Passage:

--- START ---

Workshop Chair: David C. Earnest, Old Dominion University
Location: San Francisco Hilton, Franciscan D
Time: Tuesday, March 25, 2008, 8:30 am – 6:00 pm
The purpose of this proposed workshop is to elaborate a research agenda in International Relations for complexity science. The volume of recent scholarship illustrates that complexity science today appeals more broadly to International Relations scholars than ever before. Yet this research reflects both different research traditions and disparate findings. There seems, therefore, to be a genuine need for a forum and subsequent body of work to pull some of this research activity together and provide a core focus to the topic which can stimulate future scholarly investigation.
It has been over a decade since three scholars of international relations separately published influential works that sought to call our discipline’s attention to “complexity” in world politics. Robert Jervis’s System Effects (1997) explored how a new scientific corpus known as “complexity science” might change the ways we think about international politics. That same year Robert Axelrod published The Complexity of Cooperation, in which he applied the new methods of complexity science to his research agenda of understanding dilemmas of interstate cooperation. Prior to these two works, James N. Rosenau published Turbulence in World Politics (1990), one of the earliest works in international relations that highlighted the promise of complexity science for understanding the dynamic changes we witnessed after the Cold War.

--- END ---

Work task A:
Answer these questions about the workshop description, one per line:
(i) Where is the workshop held?
(ii) What was the title of the book Robert Axelrod published?
(iii) In what year was Turbulence in World Politics published?
Work task B:
Summarize the workshop description in two sentences.

Material provided:

--- START ---

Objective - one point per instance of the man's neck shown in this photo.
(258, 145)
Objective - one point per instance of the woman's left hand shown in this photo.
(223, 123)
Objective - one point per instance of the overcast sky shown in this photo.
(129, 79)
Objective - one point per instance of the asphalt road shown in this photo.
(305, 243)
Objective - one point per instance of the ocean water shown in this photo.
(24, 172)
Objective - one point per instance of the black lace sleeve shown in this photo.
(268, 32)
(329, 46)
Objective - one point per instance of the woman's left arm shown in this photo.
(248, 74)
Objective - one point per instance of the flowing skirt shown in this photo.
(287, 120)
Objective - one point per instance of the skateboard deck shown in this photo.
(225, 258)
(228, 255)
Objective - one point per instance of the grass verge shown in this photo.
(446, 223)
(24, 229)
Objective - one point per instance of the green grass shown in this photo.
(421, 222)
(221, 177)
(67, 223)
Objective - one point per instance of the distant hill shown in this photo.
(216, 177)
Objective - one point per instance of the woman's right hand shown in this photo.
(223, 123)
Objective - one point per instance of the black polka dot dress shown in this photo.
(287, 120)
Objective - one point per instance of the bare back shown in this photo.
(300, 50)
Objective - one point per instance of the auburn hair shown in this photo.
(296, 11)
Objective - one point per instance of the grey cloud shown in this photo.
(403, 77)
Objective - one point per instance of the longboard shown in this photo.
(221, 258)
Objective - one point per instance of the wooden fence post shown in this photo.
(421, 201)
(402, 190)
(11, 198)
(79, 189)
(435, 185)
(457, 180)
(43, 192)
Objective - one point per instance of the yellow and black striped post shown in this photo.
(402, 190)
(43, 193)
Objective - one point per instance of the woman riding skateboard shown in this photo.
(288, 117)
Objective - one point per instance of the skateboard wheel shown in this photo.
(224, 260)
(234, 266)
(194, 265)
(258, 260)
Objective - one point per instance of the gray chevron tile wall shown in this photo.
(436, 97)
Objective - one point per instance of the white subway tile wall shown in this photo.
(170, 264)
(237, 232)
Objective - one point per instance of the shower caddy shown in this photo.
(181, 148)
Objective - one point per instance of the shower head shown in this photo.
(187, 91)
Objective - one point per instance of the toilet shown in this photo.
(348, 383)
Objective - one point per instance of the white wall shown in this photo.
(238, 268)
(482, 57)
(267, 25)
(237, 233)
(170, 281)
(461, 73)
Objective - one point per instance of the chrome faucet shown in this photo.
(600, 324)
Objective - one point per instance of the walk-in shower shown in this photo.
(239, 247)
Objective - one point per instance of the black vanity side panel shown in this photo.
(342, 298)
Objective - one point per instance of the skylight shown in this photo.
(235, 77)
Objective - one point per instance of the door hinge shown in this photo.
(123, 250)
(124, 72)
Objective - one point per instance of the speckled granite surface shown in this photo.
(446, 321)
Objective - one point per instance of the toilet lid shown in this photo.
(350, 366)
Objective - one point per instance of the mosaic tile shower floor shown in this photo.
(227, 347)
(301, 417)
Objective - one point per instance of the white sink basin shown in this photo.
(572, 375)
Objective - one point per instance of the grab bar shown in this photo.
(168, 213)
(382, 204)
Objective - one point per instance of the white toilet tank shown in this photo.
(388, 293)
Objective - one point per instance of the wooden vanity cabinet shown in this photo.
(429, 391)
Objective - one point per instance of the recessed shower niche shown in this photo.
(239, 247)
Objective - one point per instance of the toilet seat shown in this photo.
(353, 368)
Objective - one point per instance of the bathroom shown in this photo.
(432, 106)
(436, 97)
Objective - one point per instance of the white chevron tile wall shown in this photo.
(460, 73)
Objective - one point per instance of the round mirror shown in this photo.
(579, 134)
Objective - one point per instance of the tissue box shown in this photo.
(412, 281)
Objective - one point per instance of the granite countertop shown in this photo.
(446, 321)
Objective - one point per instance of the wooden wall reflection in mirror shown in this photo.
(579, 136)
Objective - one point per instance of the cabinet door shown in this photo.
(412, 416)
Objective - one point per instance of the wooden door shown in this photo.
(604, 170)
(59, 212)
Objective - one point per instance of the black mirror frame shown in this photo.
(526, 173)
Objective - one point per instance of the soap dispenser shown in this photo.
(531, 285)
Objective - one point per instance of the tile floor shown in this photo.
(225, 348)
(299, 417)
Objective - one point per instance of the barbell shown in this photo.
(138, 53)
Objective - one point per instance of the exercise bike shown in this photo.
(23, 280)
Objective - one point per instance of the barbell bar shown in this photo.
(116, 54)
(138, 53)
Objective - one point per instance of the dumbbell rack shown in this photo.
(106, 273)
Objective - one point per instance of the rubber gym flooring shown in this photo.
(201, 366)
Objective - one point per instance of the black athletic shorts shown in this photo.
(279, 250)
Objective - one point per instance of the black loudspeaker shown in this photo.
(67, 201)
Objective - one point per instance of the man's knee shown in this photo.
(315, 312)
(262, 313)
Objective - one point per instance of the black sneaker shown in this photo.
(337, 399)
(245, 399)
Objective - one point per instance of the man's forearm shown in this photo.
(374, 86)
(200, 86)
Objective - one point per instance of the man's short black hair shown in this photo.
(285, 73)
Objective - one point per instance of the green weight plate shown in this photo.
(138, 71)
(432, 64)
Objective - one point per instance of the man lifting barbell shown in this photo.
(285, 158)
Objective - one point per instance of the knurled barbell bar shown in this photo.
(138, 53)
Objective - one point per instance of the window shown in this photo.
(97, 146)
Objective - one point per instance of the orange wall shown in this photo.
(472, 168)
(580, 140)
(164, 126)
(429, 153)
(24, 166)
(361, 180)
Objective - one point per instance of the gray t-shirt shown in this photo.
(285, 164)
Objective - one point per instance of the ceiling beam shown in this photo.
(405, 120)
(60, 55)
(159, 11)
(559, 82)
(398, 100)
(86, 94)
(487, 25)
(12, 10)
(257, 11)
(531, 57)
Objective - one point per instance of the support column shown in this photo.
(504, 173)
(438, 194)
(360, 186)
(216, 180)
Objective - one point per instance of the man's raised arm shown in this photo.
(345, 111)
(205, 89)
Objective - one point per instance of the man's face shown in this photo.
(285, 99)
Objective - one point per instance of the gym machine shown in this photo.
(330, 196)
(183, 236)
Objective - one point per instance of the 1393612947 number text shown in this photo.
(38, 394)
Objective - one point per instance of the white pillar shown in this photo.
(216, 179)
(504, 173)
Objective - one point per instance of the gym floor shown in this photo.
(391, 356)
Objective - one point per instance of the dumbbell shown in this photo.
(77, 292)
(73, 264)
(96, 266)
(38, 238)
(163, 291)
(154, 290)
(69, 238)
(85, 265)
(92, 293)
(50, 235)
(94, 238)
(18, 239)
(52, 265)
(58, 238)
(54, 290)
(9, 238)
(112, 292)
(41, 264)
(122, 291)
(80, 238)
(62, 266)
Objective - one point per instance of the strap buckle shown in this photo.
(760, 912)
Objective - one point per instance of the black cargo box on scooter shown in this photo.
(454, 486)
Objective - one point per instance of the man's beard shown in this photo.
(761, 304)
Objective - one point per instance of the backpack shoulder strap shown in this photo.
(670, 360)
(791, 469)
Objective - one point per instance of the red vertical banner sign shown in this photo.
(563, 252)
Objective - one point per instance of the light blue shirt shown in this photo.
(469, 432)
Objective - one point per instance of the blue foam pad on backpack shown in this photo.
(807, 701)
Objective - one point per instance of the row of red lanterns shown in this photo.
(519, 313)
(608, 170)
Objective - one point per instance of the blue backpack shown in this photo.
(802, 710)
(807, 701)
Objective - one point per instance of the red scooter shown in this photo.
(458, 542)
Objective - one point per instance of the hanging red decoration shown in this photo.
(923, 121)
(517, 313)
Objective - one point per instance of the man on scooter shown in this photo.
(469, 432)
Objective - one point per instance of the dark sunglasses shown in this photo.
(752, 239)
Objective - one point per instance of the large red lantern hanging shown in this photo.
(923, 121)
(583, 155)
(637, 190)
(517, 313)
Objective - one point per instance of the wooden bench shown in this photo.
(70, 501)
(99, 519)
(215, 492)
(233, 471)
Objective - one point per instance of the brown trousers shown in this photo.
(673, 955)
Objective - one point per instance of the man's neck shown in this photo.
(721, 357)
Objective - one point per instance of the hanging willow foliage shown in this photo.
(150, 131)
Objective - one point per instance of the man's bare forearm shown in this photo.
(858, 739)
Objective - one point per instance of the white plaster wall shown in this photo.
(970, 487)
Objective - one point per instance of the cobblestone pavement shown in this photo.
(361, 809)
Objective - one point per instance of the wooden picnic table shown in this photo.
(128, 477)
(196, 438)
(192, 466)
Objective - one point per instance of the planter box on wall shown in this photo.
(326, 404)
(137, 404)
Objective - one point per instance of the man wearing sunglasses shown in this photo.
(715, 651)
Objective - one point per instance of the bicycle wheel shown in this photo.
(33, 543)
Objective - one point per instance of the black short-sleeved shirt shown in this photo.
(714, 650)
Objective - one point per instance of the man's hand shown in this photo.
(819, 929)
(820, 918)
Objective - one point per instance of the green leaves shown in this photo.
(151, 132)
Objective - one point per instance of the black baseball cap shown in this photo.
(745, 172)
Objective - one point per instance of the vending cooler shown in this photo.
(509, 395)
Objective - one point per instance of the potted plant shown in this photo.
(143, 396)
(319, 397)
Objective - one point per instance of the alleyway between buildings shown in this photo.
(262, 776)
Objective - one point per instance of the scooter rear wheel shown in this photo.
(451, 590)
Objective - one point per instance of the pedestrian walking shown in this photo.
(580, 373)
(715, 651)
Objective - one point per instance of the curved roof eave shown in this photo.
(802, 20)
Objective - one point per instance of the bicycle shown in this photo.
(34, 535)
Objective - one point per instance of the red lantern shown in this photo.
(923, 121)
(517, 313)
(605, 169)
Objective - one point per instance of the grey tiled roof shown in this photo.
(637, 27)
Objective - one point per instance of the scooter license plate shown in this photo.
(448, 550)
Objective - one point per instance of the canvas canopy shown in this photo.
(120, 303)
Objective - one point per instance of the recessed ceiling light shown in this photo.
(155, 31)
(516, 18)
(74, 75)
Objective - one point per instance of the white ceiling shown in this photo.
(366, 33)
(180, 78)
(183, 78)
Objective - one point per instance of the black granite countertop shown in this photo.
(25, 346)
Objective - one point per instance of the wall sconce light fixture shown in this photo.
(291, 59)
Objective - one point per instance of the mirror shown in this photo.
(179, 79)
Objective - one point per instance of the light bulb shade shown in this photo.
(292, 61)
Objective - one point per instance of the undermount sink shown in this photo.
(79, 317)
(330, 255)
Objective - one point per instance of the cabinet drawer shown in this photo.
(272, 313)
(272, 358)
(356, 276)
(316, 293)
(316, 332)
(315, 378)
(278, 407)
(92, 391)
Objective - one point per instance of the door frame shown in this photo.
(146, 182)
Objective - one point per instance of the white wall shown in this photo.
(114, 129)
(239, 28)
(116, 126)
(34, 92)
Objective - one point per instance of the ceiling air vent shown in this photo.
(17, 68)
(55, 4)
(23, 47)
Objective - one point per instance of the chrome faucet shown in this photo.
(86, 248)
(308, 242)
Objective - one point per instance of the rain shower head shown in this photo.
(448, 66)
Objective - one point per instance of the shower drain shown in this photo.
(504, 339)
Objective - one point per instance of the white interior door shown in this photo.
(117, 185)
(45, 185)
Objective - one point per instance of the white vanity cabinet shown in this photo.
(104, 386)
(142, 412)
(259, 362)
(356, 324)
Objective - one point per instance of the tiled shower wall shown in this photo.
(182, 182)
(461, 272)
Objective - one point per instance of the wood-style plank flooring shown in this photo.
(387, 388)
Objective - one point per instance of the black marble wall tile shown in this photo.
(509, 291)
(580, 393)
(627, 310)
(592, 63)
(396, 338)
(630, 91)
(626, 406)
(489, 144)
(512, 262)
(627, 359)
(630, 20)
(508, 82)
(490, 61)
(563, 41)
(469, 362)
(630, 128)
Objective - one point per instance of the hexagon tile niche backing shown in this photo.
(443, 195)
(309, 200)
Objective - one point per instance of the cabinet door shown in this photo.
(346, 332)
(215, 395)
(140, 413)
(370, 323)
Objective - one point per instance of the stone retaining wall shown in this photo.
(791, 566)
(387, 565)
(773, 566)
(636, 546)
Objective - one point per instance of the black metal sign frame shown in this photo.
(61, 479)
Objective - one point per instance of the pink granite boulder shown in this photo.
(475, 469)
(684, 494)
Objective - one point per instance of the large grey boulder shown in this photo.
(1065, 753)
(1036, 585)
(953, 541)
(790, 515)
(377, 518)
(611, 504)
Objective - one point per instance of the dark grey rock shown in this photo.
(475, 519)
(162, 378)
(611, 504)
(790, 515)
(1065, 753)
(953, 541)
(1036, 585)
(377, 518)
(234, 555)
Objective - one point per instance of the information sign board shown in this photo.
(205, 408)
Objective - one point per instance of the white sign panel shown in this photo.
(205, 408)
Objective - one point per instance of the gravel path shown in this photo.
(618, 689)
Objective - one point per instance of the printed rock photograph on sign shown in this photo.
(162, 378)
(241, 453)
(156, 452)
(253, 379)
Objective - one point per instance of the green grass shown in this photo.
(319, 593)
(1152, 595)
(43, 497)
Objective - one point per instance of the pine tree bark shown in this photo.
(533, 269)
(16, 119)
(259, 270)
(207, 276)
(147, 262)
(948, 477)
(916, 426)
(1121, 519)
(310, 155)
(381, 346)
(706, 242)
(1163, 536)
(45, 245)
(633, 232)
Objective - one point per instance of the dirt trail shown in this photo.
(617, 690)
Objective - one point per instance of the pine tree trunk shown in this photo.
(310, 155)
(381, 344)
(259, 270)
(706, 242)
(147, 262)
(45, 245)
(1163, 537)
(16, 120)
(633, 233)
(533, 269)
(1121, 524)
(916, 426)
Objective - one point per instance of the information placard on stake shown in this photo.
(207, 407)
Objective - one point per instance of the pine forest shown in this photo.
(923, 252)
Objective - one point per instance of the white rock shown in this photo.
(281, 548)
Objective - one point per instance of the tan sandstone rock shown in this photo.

--- END ---

Response box A:
(i) San Francisco Hilton, Franciscan D
(ii) The Complexity of Cooperation
(iii) 1990

Response box B:
The workshop, chaired by David C. Earnest of Old Dominion University, aims to elaborate a research agenda in International Relations for complexity science, because recent research on the topic reflects different research traditions and disparate findings. The description notes that over a decade has passed since Robert Jervis, Robert Axelrod and James N. Rosenau published influential works that sought to call the discipline's attention to complexity in world politics.